Reproduce the passage on JVM memory use between "In more practical" and "the high tides).", inclusive.

#### Source extract:
------------

If you theoretically gave a JVM as much memory as it could ever need, the normal JVM behavior would be for the Memory Used to grow to a high water mark, and only on occasion exceed it. That high water mark is sometimes referred to as an application's memory footprint. In fact, because GC runs in a periodic fashion and releases some fraction of memory used, a graph of JVM Memory Used would look a lot like a flat line with saw teeth. If, however, an application seems to gradually increase the amount of memory it uses, producing a graphed line of an upwardly slanted saw tooth, then it would be said that the application has a memory leak where something in the app constantly requires more and more memory. A memory leak can happen in an application when it creates objects that live a long time, and keeps creating them rather than destroying previously created objects and reusing that memory. In ColdFusion terms, this could happen due a problem in the programming logic of an app where objects like queries or even small variables are stored in the long lived Application scope. In practice, the Application scope lives indefinitely, and objects are left there unless the program specifically removes them. So it an app unwittingly kept putting more and more objects in the Application scope, the JVM memory used would be seen to grow and grow indefinitely.



In more practical terms, JVMs are configured with a Maximum Heap size to limit how much memory the JVM could ever have. Ideally the application memory footprint would be determined through testing and the Max Heap size would set somewhat larger than that sawtoothed footprint, giving the app enough for what it needs, but not much more. Sometimes an app is coded in a way that causes it to unexpectedly require significantly more memory than the typical footprint for that app. This could be a memory leak behavior with potential for an infinite upward trend, or it could be that the unexpected requirement is actually 2x or 3x as much as normal without increasing further (for you marine biologists out there, that would called a Spring Tide, the highest of the high tides).

------------

#### Data to examine:

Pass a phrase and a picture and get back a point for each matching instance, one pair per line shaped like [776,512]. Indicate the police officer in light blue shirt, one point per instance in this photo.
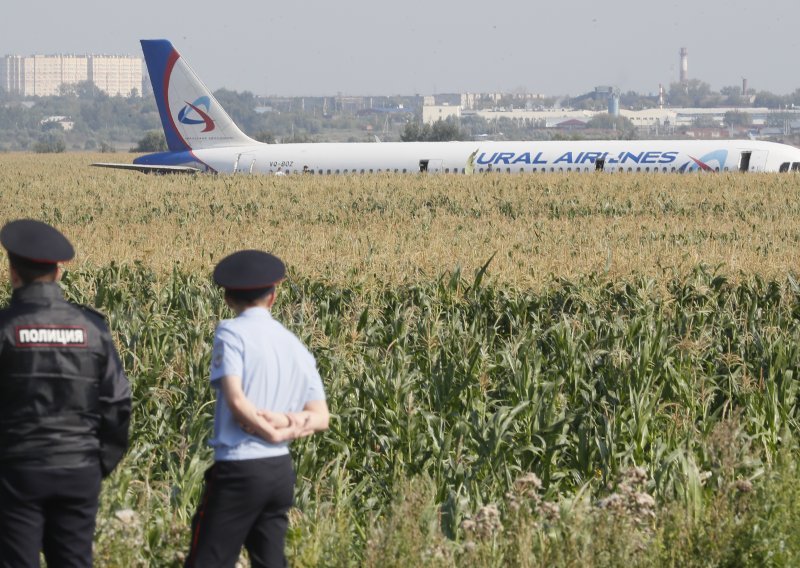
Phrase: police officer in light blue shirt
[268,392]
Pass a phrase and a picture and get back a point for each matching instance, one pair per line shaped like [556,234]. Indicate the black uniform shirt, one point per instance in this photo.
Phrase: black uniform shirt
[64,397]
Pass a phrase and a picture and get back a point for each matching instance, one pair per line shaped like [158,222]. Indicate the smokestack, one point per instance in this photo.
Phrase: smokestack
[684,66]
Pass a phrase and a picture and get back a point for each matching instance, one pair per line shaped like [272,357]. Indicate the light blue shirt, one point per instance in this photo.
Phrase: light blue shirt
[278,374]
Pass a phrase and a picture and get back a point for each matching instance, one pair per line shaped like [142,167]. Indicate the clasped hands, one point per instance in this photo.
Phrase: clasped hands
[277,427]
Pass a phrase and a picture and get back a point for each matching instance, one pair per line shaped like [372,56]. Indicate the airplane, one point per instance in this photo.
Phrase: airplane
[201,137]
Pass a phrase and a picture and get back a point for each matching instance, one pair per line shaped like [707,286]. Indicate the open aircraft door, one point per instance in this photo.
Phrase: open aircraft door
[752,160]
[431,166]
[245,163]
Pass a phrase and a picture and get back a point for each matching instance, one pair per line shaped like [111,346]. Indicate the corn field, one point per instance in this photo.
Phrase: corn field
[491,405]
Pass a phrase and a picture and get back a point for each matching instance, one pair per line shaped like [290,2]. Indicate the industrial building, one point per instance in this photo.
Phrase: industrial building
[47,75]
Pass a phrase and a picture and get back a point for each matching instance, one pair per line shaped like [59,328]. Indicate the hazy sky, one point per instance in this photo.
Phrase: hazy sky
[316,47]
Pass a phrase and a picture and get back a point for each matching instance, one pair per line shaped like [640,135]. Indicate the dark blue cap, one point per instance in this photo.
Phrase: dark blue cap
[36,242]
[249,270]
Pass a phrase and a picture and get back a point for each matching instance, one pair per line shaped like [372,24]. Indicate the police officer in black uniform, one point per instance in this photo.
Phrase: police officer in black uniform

------------

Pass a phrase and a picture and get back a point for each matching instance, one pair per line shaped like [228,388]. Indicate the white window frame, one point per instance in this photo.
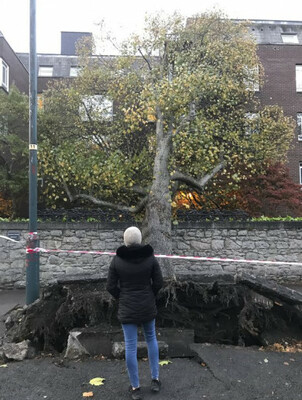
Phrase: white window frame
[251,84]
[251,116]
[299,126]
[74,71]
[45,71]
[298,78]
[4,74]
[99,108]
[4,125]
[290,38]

------------

#### Reply to the exercise:
In more practical terms, JVMs are configured with a Maximum Heap size to limit how much memory the JVM could ever have. Ideally the application memory footprint would be determined through testing and the Max Heap size would set somewhat larger than that sawtoothed footprint, giving the app enough for what it needs, but not much more. Sometimes an app is coded in a way that causes it to unexpectedly require significantly more memory than the typical footprint for that app. This could be a memory leak behavior with potential for an infinite upward trend, or it could be that the unexpected requirement is actually 2x or 3x as much as normal without increasing further (for you marine biologists out there, that would called a Spring Tide, the highest of the high tides).